**Goal of the exercise**
Scan the data below and report how many lines include the word "Segment". Nothing else is wanted.

**Data extracts**
****************************************

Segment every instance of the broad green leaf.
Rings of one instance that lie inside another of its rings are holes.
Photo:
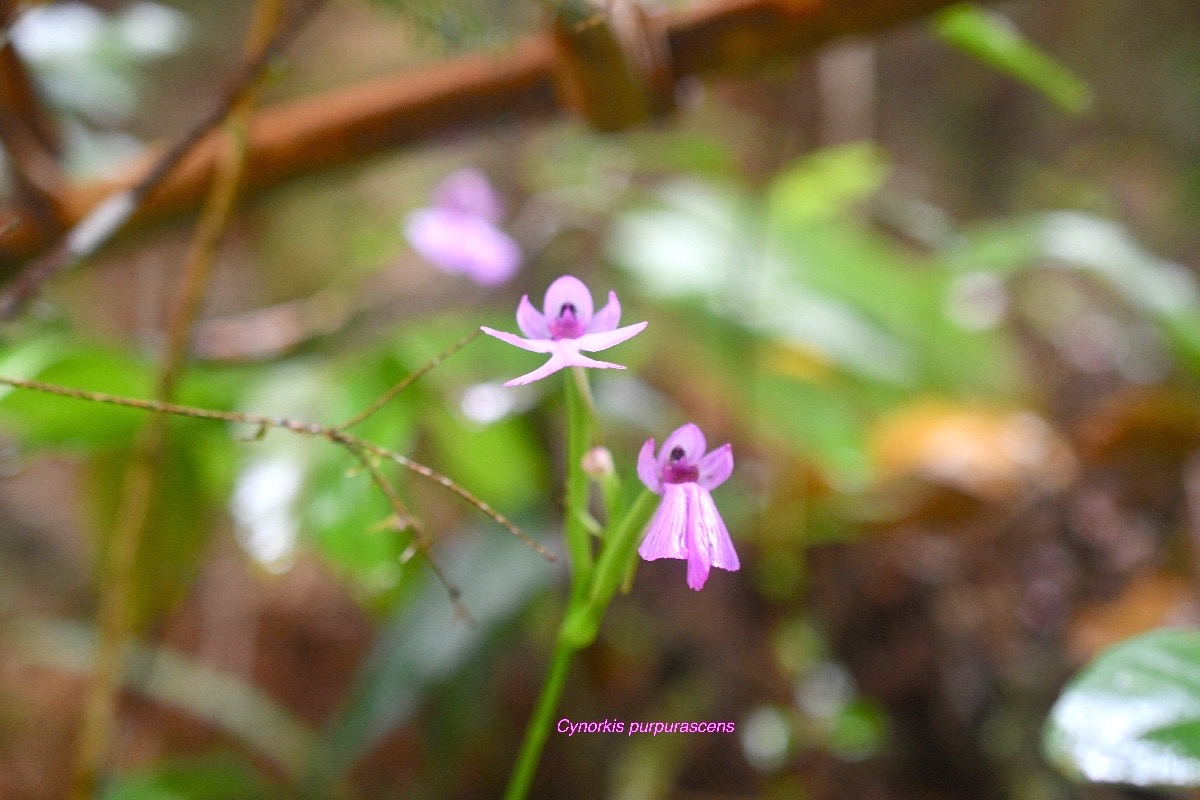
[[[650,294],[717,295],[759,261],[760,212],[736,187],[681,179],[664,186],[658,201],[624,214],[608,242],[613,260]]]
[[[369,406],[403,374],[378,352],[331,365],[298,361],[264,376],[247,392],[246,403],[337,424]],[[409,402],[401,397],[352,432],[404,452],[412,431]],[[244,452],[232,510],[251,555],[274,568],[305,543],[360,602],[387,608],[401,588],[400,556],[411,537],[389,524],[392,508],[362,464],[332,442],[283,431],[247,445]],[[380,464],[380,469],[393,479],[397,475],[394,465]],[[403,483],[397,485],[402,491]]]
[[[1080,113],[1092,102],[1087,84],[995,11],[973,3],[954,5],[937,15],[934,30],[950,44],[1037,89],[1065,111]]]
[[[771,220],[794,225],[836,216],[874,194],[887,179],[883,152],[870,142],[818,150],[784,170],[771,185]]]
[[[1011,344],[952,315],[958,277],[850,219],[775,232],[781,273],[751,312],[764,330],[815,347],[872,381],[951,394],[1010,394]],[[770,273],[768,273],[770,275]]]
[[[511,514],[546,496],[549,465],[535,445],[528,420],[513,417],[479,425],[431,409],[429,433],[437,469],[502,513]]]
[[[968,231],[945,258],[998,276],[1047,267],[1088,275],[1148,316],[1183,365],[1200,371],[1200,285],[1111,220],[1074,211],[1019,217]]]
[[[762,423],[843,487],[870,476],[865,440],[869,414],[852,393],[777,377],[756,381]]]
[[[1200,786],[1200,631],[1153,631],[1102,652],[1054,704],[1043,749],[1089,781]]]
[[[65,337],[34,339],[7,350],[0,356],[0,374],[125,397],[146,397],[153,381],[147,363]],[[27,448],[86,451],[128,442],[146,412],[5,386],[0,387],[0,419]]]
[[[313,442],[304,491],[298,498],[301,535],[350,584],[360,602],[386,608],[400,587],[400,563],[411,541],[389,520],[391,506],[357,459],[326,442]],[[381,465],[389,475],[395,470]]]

****************************************

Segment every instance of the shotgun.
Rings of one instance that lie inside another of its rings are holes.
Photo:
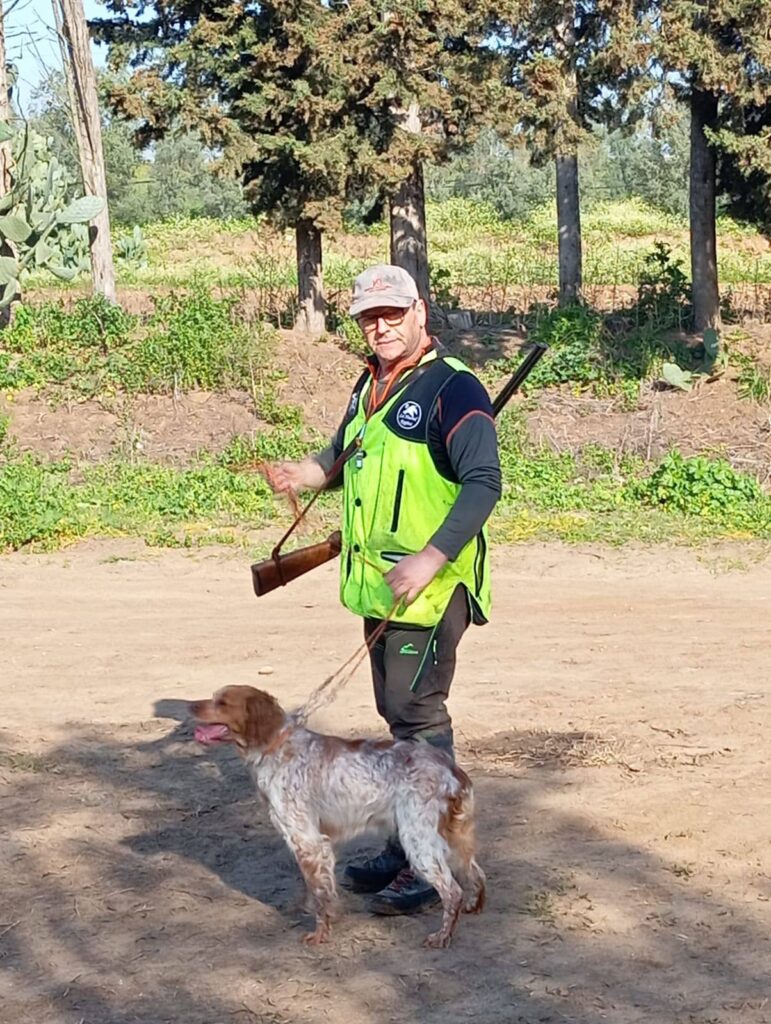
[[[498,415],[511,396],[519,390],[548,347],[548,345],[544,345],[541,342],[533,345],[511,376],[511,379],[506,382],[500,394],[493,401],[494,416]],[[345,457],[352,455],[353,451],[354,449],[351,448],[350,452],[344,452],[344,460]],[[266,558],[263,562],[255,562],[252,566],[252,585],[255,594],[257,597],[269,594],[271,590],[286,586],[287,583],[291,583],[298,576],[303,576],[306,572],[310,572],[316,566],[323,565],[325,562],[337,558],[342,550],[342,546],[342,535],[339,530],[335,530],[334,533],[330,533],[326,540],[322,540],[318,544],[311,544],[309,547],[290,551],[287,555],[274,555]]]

****************************************

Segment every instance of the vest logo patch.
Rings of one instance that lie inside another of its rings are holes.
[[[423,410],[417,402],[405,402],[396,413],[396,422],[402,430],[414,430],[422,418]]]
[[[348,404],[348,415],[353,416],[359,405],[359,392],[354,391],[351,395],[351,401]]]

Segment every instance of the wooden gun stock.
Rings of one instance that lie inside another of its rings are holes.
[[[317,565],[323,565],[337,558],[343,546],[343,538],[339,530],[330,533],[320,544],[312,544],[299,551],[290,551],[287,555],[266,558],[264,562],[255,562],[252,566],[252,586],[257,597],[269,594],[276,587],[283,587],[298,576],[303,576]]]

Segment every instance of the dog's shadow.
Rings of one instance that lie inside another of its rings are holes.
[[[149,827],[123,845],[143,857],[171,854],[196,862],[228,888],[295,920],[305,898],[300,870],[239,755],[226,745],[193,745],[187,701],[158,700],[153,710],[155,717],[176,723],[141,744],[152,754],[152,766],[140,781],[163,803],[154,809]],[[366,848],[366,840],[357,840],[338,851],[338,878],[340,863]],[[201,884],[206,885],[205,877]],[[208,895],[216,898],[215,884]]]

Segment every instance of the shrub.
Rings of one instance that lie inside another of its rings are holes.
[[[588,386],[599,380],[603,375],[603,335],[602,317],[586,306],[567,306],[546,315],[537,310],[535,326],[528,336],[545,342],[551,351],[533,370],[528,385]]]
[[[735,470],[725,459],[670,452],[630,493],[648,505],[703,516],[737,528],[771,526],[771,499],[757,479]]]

****************************************

**Written response**
6